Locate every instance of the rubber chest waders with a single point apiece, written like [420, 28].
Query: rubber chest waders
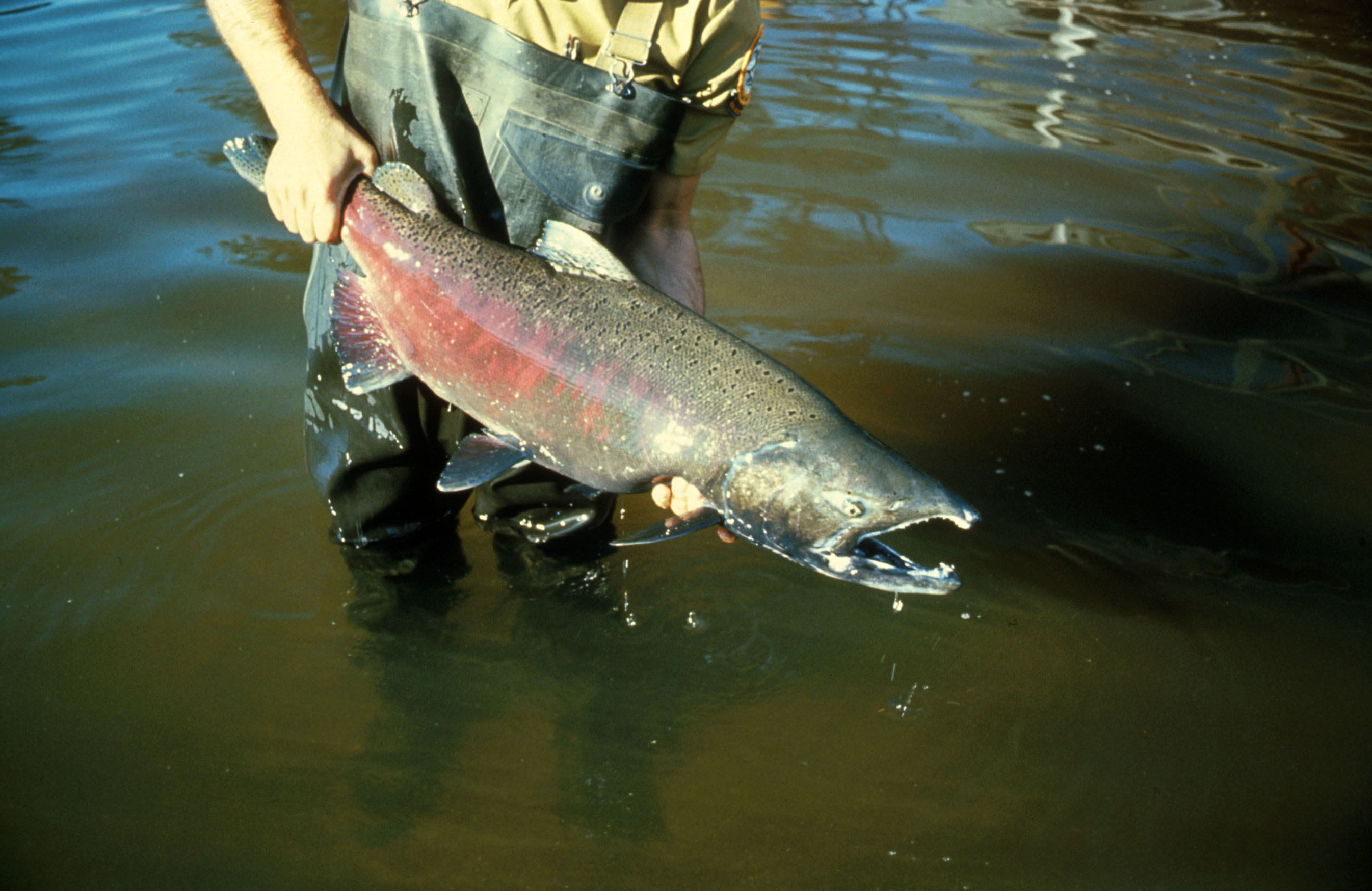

+===+

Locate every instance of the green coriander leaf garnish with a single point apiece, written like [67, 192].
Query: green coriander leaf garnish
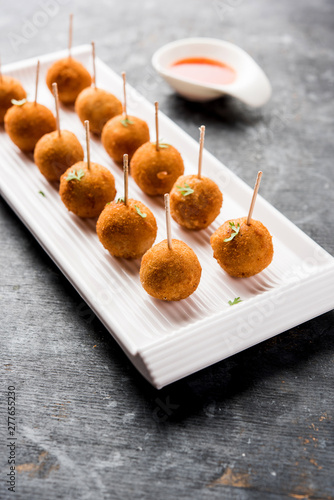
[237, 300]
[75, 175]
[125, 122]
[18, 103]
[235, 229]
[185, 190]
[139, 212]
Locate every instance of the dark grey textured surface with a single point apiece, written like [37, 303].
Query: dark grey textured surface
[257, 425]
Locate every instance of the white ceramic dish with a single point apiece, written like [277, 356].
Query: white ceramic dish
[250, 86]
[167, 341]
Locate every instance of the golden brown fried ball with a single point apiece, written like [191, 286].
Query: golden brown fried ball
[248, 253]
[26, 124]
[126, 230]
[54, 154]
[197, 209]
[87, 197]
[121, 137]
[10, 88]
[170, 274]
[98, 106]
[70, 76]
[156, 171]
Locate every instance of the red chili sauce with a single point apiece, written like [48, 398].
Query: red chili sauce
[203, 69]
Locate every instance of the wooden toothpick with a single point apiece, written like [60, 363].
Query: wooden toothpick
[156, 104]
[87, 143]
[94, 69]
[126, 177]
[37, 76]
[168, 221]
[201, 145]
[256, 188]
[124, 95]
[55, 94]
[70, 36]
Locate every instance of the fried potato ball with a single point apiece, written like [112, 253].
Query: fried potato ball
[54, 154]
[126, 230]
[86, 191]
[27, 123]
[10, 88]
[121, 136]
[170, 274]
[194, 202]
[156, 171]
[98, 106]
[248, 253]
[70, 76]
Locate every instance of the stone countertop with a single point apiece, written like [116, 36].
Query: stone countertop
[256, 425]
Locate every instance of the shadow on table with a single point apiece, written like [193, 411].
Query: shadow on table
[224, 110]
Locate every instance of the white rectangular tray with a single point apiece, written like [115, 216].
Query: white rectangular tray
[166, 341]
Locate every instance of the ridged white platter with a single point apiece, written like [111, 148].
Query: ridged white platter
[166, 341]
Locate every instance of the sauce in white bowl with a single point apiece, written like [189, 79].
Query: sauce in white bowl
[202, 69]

+===+

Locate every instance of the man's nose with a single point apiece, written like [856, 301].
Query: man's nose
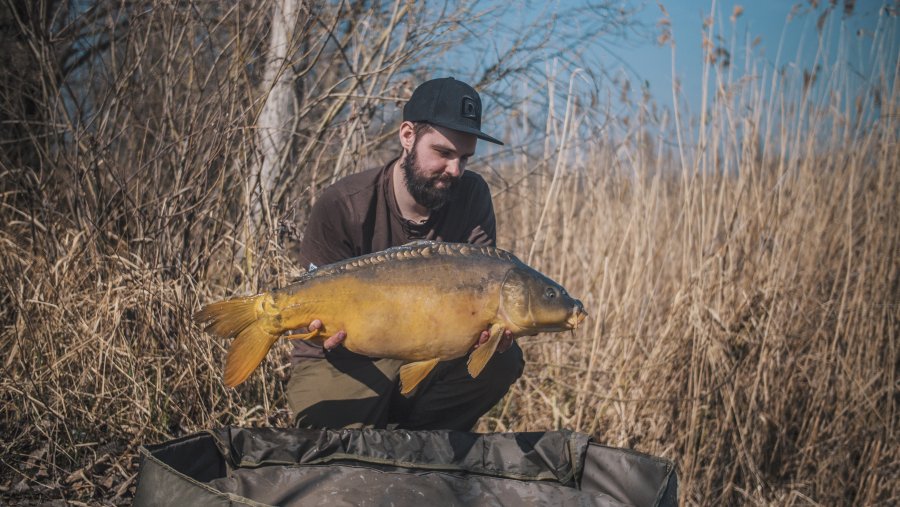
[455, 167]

+===+

What the task asks: Look above for the line holding "Locate every instance of the dark" and the line holding "Locate every instance of the sauce". Retype both, and every line between them, word for word and nothing else.

Result for this task:
Locate every instance of the dark grey textured surface with a single point apiece, written like [37, 303].
Query: dark grey textured surface
[257, 425]
Locate every instance of the white ceramic dish with a single point apiece, written like [277, 356].
Query: white ceramic dish
[250, 86]
[167, 341]
Locate every instance of the golden brown fried ball with a single point apiece, written like [191, 286].
Query: golden brown fried ball
[248, 253]
[26, 124]
[126, 230]
[54, 154]
[197, 209]
[87, 197]
[121, 137]
[10, 88]
[170, 274]
[98, 106]
[70, 76]
[156, 171]
Locate every instance of the red chili sauce with a single point apiece, written like [48, 398].
Query: red chili sauce
[203, 69]
Locate every instance of the wooden toothpick with a single point apiece, written like [60, 363].
Query: wooden toothpick
[156, 104]
[87, 143]
[94, 69]
[126, 177]
[37, 76]
[168, 221]
[201, 145]
[256, 188]
[124, 95]
[55, 94]
[70, 36]
Locate every instance of the fried potato ball with a single point apiece, written like [112, 253].
Query: fried potato ball
[54, 154]
[126, 230]
[86, 191]
[27, 123]
[10, 88]
[121, 136]
[170, 274]
[194, 202]
[156, 171]
[98, 106]
[248, 253]
[70, 76]
Locate every instance of the stone countertop with a single point apiece, written like [116, 36].
Query: stone countertop
[256, 425]
Locate every instance of the shadow on table with a single point apiece, written like [193, 411].
Query: shadow on table
[224, 110]
Locate every instance of the white rectangular tray with a single point apiece, written like [115, 216].
Query: white rectangular tray
[166, 341]
Locate every instance of the ridged white platter with a single point apiece, written like [111, 148].
Query: ridged white platter
[166, 341]
Locate every instance of the sauce in white bowl with a single point apiece, written like [189, 79].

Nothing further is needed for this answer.